= Instructions to follow =
Could you write out the records exactly as they are given?

** Data to examine follows **

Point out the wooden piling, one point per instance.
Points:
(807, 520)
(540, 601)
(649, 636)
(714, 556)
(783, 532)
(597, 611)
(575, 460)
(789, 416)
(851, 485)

** End of Data to examine **

= Output for this task =
Point out the wooden piling, one point per instance.
Points:
(807, 520)
(540, 601)
(649, 636)
(714, 556)
(783, 532)
(597, 611)
(575, 460)
(789, 416)
(851, 485)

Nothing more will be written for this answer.